[Bounding-box annotation entries]
------------------------------------------------

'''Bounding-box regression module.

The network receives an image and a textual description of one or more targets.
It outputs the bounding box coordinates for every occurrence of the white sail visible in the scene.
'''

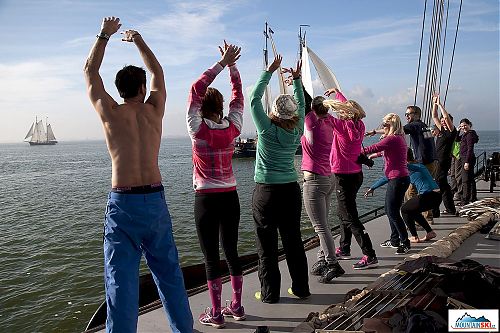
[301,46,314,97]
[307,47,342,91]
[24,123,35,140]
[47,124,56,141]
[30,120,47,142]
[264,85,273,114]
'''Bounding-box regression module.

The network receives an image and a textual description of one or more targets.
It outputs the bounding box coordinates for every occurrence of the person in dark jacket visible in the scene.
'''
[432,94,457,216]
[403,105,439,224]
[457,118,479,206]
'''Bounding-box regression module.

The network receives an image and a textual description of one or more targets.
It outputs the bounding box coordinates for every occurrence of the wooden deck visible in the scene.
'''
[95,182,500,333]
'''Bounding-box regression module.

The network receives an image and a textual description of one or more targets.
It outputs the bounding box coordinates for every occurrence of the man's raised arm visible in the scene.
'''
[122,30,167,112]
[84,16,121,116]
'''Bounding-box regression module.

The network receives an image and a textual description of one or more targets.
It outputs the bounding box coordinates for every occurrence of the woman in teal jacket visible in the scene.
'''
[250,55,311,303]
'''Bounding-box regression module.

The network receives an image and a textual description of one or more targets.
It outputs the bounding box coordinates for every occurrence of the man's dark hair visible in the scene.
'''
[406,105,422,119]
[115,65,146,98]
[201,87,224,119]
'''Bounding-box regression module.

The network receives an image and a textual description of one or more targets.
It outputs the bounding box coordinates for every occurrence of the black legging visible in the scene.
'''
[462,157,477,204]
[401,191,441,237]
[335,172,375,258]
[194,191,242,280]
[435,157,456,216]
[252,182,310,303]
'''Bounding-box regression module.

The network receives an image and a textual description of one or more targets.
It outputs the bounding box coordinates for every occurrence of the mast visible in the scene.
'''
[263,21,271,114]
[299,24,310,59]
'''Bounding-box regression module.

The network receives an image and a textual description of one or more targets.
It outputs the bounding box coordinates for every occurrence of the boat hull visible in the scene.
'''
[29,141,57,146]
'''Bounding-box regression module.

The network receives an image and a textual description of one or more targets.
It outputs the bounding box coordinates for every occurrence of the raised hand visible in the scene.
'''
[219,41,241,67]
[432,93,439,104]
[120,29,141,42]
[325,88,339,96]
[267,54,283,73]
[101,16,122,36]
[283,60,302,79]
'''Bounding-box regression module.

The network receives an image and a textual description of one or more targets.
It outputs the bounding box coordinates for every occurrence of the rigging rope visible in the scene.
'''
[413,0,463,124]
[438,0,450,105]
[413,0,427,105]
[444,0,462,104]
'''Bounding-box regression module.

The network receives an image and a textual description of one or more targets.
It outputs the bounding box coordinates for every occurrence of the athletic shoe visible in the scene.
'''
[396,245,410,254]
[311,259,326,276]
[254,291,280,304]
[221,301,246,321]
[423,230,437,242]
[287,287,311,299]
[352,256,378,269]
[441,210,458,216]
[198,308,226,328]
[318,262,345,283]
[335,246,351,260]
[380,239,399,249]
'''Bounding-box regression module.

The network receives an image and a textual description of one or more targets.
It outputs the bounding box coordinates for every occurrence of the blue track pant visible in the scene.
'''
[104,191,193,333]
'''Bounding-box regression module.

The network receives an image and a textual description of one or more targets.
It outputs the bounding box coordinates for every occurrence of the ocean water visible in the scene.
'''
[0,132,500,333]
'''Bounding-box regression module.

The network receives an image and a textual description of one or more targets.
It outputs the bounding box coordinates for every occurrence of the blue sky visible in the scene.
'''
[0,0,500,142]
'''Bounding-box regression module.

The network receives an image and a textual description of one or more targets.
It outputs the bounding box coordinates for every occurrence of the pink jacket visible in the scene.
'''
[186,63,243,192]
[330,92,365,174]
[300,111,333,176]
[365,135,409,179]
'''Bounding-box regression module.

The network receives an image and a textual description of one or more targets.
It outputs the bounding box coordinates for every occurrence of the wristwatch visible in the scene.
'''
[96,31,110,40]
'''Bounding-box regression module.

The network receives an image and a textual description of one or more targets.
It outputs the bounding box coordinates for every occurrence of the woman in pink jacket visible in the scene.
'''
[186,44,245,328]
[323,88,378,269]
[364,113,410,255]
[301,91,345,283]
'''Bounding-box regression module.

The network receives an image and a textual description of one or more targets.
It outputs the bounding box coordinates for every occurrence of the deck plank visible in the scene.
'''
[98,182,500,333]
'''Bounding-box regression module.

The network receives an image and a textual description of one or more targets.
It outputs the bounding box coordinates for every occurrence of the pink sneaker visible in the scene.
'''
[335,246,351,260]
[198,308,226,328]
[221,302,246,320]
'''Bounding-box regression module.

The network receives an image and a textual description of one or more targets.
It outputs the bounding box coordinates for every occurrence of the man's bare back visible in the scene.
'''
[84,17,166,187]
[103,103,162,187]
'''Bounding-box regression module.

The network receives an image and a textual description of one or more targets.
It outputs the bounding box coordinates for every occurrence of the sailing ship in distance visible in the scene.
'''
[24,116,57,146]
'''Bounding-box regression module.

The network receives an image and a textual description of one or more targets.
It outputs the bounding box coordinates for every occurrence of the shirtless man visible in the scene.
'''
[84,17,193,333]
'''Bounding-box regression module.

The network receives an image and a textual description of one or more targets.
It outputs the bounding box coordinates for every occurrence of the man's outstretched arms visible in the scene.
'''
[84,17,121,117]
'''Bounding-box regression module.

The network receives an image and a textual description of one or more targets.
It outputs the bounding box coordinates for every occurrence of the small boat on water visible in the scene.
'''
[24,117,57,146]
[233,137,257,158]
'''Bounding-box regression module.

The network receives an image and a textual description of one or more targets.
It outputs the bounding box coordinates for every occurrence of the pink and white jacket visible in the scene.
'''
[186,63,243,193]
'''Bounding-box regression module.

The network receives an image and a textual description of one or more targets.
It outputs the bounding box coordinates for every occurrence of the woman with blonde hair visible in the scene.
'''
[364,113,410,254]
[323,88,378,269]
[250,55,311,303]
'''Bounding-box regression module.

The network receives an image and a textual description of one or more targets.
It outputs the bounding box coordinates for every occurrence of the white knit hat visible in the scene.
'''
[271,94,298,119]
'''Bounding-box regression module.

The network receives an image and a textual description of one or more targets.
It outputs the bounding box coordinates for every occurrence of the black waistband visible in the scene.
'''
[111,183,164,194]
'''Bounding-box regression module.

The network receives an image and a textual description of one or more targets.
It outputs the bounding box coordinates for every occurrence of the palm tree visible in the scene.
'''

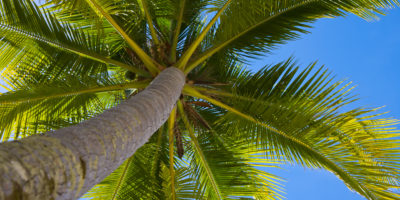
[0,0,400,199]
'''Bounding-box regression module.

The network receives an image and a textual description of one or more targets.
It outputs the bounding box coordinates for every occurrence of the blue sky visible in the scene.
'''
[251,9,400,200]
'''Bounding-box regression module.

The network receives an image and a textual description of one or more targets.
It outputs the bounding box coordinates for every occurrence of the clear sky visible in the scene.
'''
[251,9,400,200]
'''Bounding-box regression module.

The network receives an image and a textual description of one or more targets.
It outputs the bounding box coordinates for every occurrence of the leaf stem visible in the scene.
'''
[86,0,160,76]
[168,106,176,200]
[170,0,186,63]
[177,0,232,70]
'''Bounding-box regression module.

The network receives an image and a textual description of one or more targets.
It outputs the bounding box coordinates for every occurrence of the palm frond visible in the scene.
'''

------------------------------------------------

= Work required =
Please reproduce all of the rows above verbatim, leaving the pictures out.

= Response below =
'''Bounding-box regression module.

The network receives an image and a textual description of one or more targets.
It outputs the bounding box coordinates for every occurrence of the white sail visible in the scene.
'''

[301,46,314,97]
[307,47,342,91]
[24,123,35,140]
[47,124,56,141]
[30,120,47,142]
[264,85,273,114]
'''Bounding-box regression module.

The network receives an image and a textual description of one or more targets.
It outputs the bounding box coordinates for every occurrence of the person in dark jacket visible in the scene.
'''
[432,94,457,216]
[403,105,439,224]
[457,118,479,206]
'''Bounding-box regression module.

The network receives an image and a textual description of one or more targets.
It outputs the bounding box coordinates for every occurrence of the wooden deck visible in the scene.
'''
[95,182,500,333]
'''Bounding-box regression module.

The network receives an image and a textual description of one or more targets.
It outputs the bounding box coordinates for every occurrence of the man's raised arm visible in the scene.
'''
[122,30,167,112]
[84,16,121,116]
'''Bounding-box regression module.

The network receives an image and a textual description of one or more targets.
It outputs the bounding box coordinates for every occurrence of the woman in teal jacket visible in the scene.
'''
[250,55,311,303]
'''Bounding-box regression module.

The network receives an image and a textual description of one or more targets.
It outputs the bounding box coordinates for every occurrence of the man's dark hair visible in the scene.
'''
[406,105,422,119]
[115,65,146,98]
[201,87,224,119]
'''Bounding-box regression module.

The network receives an image and a textual description of one or more targets.
It outputs the bounding box coordinates for every occurrence of the black legging visible in the scene.
'''
[462,157,477,204]
[401,191,441,237]
[335,172,375,258]
[194,191,242,280]
[435,157,456,216]
[252,182,310,303]
'''Bounding-box regression module.

The network receives an image and a textual description of one or more targets.
It outputs the bounding box coordinates for every occurrence of the mast visible in the scene.
'''
[263,21,271,114]
[299,24,310,59]
'''Bounding-box regression module.

The network receives an image and a textual description of one or more targets.
It outputs the bounding box coordinates for every occurrence of the boat hull visible in the scene.
'''
[29,141,57,146]
'''Bounding-box regression module.

The network receives an image and a textual description of one or more targets.
It outputs the bounding box coordinates for every occurrence of the raised hand visible in the scene.
'''
[219,41,241,67]
[432,93,439,104]
[120,29,141,42]
[325,88,339,96]
[267,54,283,73]
[101,16,122,36]
[283,60,302,79]
'''Bounding-box regression module.

The network receives an image and a textual description of one or more targets.
It outputs the bounding box coordinates for every occurrence of the rigging rope visible in the scene.
'''
[413,0,463,124]
[438,0,450,105]
[413,0,427,105]
[444,0,462,104]
'''Bounding-box regression module.

The network receives an image and a textual description of one or more targets.
It outputs the bounding box coordinates for every occurrence of the athletic shoe visible in the scene.
'''
[396,245,410,254]
[311,259,326,276]
[254,291,280,304]
[221,301,246,321]
[423,230,437,242]
[287,287,311,299]
[352,256,378,269]
[441,210,458,216]
[198,308,226,328]
[318,262,345,283]
[335,246,351,260]
[380,239,399,249]
'''Bounding-box regression module.

The network receives an image and a textual description of one or more targets.
It outputs the bounding box coordinates for every occurrence of the blue track pant visible in the scene.
'''
[104,191,193,333]
'''Bounding-box regression module.

The network receives an image and a textual description of one or more targets.
It outputs the bounding box coordinates for every occurrence of the ocean water visible in the scene.
'''
[0,132,500,333]
'''Bounding-box regression module.

The network receives an image and a textual description of one or more targets.
It outputs the bounding box coordinates for every occurrence of the blue sky visible in the scene.
'''
[0,0,500,142]
'''Bounding-box regression module.

The network receives an image and a textual description of one or more targets.
It outputs the bounding box coordinates for every occurrence of the pink jacket visible in the scene.
'''
[186,63,243,192]
[330,92,365,174]
[300,111,333,176]
[365,135,409,179]
'''Bounding-box regression module.

The network receives an image and a textual description of one or more targets.
It outputs the bounding box coordinates for every occurrence of the wristwatch visible in the scene.
'''
[96,31,110,40]
'''Bounding-box regression module.

The network receives an image and a textual description of one or more targets.
It outputs the bounding box coordinates for every occurrence of the woman in pink jacket visible in the scene.
'''
[186,44,245,328]
[323,88,378,269]
[364,113,410,255]
[301,91,345,283]
'''Bounding-box regression module.

The network receives an image and a textual description of one or more targets.
It outputs the bounding box coordinates for every occurrence of the deck plank visible in the scene.
'''
[98,182,500,333]
'''Bounding-box regression module.

The network receives an image and a textual description of one or more targets.
It outputs the bounding box coordinates for every occurrence of the pink sneaker visible in the scene.
'''
[335,246,351,260]
[198,308,226,328]
[221,302,246,320]
'''Bounding-box regression module.

The network receives an image and a textual description of one or more targets.
It outputs the bounding box coordinates for every occurrence of the man's bare back visible in the scene.
'''
[84,17,166,187]
[103,103,162,187]
'''Bounding-box regression module.

The network receives an image and a textual description of one or more targets.
It outputs the bounding box coordinates for every occurrence of the sailing ship in distance visible in the scene.
'''
[24,116,57,146]
'''Bounding-box regression module.

The network receives an image and a textual description of one or more targets.
It outputs the bounding box coordinates for every occurrence of the shirtless man visible in the scene.
'''
[84,17,193,333]
'''Bounding-box regression module.

The network receives an image and a textual description of one or more targets.
It outputs the bounding box coordinates for every occurrence of the man's outstretched arms visible in the scene.
'''
[84,17,121,117]
'''Bounding-box regression module.

The network receives an image and a textual description of one or more targets.
It outputs the bounding box coordinates for every occurrence of the small boat on water visible in the scene.
'''
[24,117,57,146]
[233,137,257,158]
'''Bounding-box regression module.

The network receives an image and a textual description of one or more targets.
It outputs the bounding box coordinates for every occurrence of the pink and white jacket visible in the scene.
'''
[186,63,243,193]
'''Bounding-box regression module.

The network receives an image and a textual description of one or more targets.
It outputs the bounding box coordinates for every occurrence of the woman with blonde hair visible in the scene.
'''
[364,113,410,254]
[323,88,378,269]
[250,55,311,303]
'''Bounding-box regression module.

The network receives an image and a textual description of one or more targets.
It outputs the bounding box coordinates for every occurrence of the white knit hat visible in the scene.
'''
[271,94,298,119]
'''Bounding-box regression module.

The network receives an image and a textual description of one or more targets.
It outputs the bounding box coordinates for every occurrence of the black waistband visible in the scene.
'''
[111,183,164,194]
'''Bounding-box regression module.

The network receives an image and a textual description of one or more targets.
It outputs the bounding box coordinates for every occurrence of the palm tree visible in the scene.
'''

[0,0,400,199]
'''Bounding-box regression module.

The network receives an image and a textual description of one or more targets.
It outputs the bounding box coordinates for every occurrence of the blue sky visible in the scene.
'''
[251,9,400,200]
'''Bounding-box regression module.

The network receives an image and a textual description of one or more targets.
It outputs the bounding box coordinates for every occurrence of the clear sky visible in the scene.
'''
[251,9,400,200]
'''Bounding-box regression module.

The network receives an image and a textual description of one or more targets.
It outputs the bounding box coordinates for every occurrence of the leaf stem visible in the scene.
'''
[86,0,160,76]
[168,106,176,200]
[170,0,186,63]
[177,0,232,70]
'''Bounding-box regression module.

The network receives an image and a textual description of one or more targets.
It outputs the bounding box coordinates for every occurrence of the palm frond visible in the scene.
'''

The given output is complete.